→ **Passage given**
────
The Appraisal Process

        Stockholders wishing to exercise the right to seek an appraisal of their shares must do ALL of the following in accordance with the provisions of Section 262, each as discussed below:


Filing Written Demand; Withdrawal

        Any of our stockholders wishing to exercise appraisal rights must, before the vote on the adoption of the Merger Agreement at the special meeting at which the proposal to adopt the Merger Agreement will be submitted to the stockholders, deliver to us a written demand for the appraisal of such stockholder's shares, and not vote in favor of adopting the Merger Agreement. A stockholder wishing to exercise appraisal rights must be a record holder of the shares on the date the written demand for appraisal is made, and must continue to hold the shares of record through the effective date of the merger, because appraisal rights will be lost if the shares are transferred prior to the effective date of the merger.
────
→ **Data provided**

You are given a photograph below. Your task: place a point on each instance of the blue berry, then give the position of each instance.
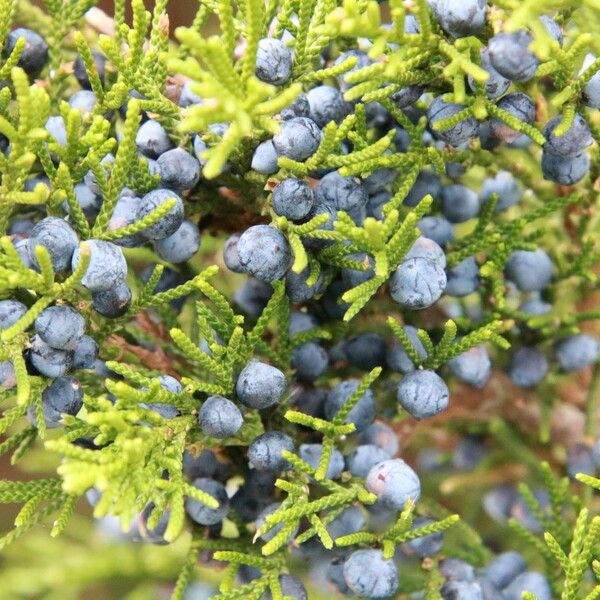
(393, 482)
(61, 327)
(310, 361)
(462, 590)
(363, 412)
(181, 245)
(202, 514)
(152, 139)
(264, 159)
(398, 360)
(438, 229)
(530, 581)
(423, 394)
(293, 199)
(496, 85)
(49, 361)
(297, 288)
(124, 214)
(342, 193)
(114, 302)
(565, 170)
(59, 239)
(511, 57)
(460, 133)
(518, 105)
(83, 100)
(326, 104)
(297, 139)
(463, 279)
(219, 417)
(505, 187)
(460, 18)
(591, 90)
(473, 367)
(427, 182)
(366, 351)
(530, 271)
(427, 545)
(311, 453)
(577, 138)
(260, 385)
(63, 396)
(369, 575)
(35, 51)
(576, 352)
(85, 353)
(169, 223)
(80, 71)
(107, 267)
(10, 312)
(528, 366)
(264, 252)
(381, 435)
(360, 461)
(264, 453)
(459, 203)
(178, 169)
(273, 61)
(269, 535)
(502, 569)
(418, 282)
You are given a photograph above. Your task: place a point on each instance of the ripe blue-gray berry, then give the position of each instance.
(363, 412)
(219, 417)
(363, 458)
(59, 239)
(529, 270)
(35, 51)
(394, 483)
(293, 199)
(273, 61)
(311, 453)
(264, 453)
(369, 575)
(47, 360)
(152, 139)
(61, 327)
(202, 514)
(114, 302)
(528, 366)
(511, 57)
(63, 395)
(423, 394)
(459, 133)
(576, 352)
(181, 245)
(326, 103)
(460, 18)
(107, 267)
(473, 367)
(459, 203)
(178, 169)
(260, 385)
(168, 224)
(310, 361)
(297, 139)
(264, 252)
────
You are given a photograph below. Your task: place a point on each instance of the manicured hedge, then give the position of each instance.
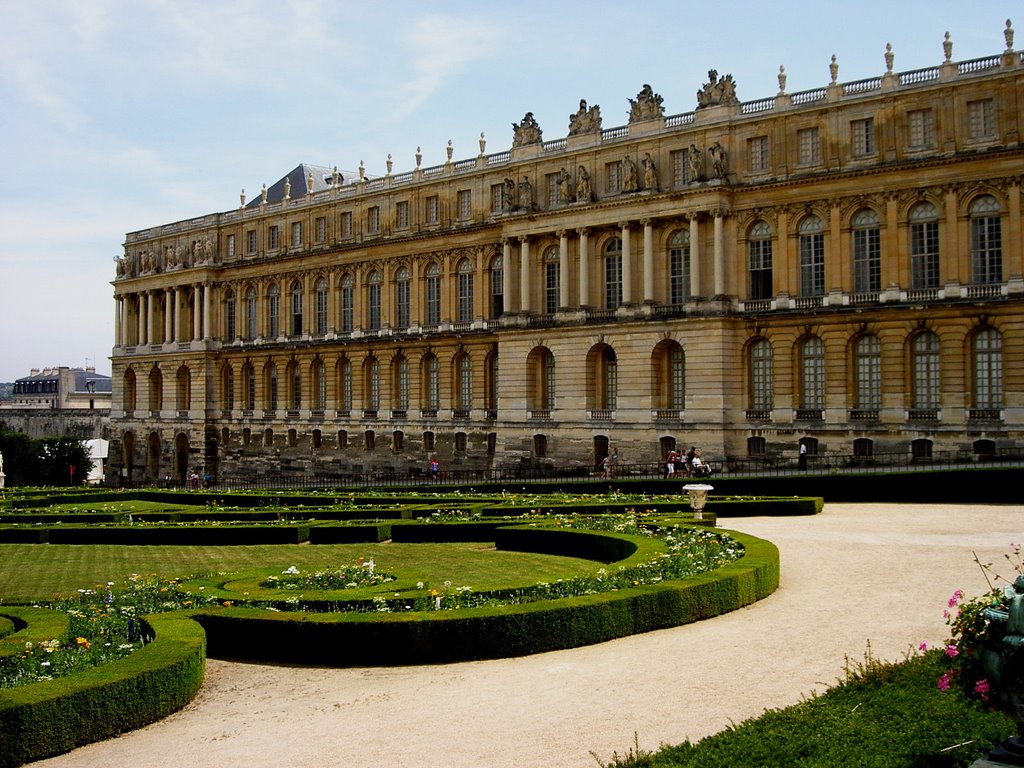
────
→ **Problems and tasks**
**A.** In the passage on the appraisal process, by what point must a stockholder deliver the written demand for appraisal?
**B.** Do these statements agree with the passage on the appraisal process? (i) A stockholder seeking appraisal must vote in favor of adopting the Merger Agreement. (ii) Transferring the shares before the effective date of the merger costs the stockholder the appraisal rights. (iii) The stockholder must be a record holder of the shares on the date the written demand is made. Answer yes or no for each and quote the words that decide it.

→ **Complete answers**
**A.** Before the vote on the adoption of the Merger Agreement at the special meeting.

**B.**
(i) No: "and not vote in favor of adopting the Merger Agreement."
(ii) Yes: "appraisal rights will be lost if the shares are transferred prior to the effective date of the merger."
(iii) Yes: "must be a record holder of the shares on the date the written demand for appraisal is made."